[Saved entries]
★ ★ ★ ★
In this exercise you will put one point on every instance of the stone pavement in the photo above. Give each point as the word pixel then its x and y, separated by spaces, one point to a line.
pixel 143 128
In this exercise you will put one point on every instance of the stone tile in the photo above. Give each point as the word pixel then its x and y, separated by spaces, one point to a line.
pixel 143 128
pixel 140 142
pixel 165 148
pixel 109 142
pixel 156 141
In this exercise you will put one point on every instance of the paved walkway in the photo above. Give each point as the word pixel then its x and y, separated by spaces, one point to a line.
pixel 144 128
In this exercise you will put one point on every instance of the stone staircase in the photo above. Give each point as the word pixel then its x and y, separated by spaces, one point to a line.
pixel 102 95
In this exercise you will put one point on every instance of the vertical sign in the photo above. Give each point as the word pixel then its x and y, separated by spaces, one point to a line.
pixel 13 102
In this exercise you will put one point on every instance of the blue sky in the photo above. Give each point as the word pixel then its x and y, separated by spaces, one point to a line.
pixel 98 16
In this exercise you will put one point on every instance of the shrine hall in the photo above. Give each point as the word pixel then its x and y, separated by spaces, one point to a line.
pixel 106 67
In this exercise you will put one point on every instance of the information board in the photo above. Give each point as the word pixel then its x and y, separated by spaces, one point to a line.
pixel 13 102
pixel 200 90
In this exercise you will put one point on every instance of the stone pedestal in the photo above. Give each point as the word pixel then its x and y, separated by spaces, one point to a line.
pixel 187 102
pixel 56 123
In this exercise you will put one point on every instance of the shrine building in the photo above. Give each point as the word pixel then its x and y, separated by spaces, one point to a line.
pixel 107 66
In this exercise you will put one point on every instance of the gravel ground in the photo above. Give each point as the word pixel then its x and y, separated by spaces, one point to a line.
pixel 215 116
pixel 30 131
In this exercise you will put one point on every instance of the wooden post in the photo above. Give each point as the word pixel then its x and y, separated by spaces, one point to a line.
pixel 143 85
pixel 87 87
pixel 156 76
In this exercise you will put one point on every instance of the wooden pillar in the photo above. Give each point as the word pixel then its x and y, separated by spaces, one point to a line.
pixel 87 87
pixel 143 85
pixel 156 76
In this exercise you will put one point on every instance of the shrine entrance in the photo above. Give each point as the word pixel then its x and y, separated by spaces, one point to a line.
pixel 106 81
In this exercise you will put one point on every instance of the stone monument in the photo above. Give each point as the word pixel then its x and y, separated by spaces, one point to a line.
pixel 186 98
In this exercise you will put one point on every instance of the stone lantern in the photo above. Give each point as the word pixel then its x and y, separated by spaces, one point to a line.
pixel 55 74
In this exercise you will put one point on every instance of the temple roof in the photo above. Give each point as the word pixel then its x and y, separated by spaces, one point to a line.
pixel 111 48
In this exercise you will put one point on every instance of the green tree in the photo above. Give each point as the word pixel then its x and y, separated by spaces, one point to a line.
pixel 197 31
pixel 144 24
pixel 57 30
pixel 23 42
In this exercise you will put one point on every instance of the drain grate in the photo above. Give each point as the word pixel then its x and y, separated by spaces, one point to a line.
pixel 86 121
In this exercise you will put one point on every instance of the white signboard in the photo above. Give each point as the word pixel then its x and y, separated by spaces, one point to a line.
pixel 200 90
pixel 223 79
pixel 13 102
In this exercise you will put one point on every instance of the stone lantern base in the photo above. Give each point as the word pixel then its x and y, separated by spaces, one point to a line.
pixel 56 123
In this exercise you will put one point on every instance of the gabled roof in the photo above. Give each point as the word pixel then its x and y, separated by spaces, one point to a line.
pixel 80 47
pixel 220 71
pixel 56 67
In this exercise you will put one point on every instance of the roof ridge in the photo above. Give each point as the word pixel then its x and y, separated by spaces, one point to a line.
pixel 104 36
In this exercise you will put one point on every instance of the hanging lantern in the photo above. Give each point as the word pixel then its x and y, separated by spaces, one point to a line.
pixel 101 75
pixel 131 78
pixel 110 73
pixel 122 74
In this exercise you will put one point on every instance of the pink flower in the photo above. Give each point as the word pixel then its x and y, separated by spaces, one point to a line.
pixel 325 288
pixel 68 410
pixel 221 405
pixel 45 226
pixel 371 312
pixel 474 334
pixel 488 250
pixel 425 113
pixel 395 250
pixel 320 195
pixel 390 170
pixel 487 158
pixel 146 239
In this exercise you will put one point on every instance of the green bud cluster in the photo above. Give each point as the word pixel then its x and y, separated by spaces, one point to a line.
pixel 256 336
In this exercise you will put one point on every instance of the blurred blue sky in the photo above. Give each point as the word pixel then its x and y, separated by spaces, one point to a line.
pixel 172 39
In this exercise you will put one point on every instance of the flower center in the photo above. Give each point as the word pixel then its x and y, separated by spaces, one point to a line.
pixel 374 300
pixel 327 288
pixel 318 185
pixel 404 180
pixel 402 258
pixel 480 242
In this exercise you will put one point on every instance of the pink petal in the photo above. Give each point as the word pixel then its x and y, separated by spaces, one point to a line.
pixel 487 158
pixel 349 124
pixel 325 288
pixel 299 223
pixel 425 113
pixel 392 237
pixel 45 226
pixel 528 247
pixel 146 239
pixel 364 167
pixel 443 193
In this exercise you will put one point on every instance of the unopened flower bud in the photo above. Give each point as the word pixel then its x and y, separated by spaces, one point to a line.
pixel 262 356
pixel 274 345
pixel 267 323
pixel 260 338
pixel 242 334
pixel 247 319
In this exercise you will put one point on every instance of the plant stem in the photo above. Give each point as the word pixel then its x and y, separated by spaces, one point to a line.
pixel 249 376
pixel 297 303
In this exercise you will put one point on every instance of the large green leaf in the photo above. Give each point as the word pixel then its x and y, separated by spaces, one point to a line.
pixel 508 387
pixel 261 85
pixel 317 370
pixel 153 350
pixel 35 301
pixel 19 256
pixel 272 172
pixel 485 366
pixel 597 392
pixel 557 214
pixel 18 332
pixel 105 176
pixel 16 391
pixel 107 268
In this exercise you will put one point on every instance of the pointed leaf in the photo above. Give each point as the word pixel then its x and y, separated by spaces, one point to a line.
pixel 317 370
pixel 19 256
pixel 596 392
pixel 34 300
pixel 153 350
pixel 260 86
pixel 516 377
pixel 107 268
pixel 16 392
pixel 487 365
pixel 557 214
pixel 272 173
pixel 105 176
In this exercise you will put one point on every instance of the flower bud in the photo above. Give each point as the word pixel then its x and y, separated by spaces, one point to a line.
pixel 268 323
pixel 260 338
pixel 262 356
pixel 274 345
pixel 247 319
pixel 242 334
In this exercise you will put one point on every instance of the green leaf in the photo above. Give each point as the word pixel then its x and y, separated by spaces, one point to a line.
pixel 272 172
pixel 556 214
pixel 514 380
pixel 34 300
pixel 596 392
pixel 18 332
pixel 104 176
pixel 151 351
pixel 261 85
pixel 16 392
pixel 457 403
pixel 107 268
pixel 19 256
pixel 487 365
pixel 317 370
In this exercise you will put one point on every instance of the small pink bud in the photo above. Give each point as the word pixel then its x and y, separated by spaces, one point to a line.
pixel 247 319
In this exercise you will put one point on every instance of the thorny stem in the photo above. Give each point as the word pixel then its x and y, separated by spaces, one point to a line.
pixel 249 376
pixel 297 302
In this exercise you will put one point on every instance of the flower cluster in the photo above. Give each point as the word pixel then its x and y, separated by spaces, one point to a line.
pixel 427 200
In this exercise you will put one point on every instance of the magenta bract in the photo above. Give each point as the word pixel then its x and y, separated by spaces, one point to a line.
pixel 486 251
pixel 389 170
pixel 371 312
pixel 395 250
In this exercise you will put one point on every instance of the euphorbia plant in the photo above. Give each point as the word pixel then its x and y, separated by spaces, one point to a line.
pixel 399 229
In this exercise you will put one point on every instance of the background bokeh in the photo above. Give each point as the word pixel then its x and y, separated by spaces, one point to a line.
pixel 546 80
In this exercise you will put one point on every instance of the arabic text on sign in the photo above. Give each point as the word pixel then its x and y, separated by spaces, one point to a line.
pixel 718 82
★ ★ ★ ★
§ **Your task**: Look for the line that contains "of the thorny" in the entries above. Set it down, along with all later lines, exactly as written.

§ **Response to this task**:
In this exercise you will put one point on every instance of the thorny stem in the photo above. Give each point as the word pixel then its x and y, separated by spaces, one point to a line.
pixel 249 376
pixel 297 302
In this exercise you will put one point on every instance of the flower cluster in the photo above. Give each point as the word pixel then its x and y, separated by spaces, one point to a line.
pixel 427 200
In this exercise you will put one point on every instance of the magenta bract in the photo above. Give each point as the word pixel then its x and y, separated by spaces, one point to a line.
pixel 486 251
pixel 389 170
pixel 371 312
pixel 395 250
In this exercise you will put one point on every instance of the euphorbia plant in the photo above. Give each point as the word pixel then its x and y, separated by spaces, one point to a line.
pixel 399 229
In this exercise you will put one point on every instance of the background bokeh in the photo above. Give each point as the word pixel then its x and y, separated by spaces, one point to a line.
pixel 546 80
In this exercise you will put one point on every instance of the arabic text on sign in the photo above. Give each point as the word pixel then its x and y, separated by spaces, one point to a line.
pixel 718 82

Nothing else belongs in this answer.